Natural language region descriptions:

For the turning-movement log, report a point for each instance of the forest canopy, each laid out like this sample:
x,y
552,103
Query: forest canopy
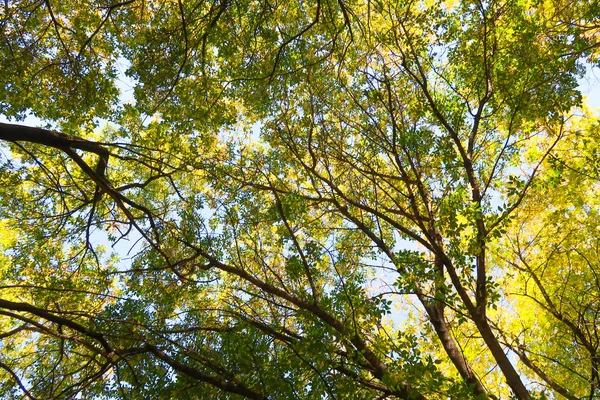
x,y
259,199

# Problem to solve:
An exact copy of all the records is required, with the pictures omitted.

# Your solution:
For the turning-movement log, report a point for each instance of the forest canopy, each laid out like this sample:
x,y
552,103
Query: forest canopy
x,y
259,199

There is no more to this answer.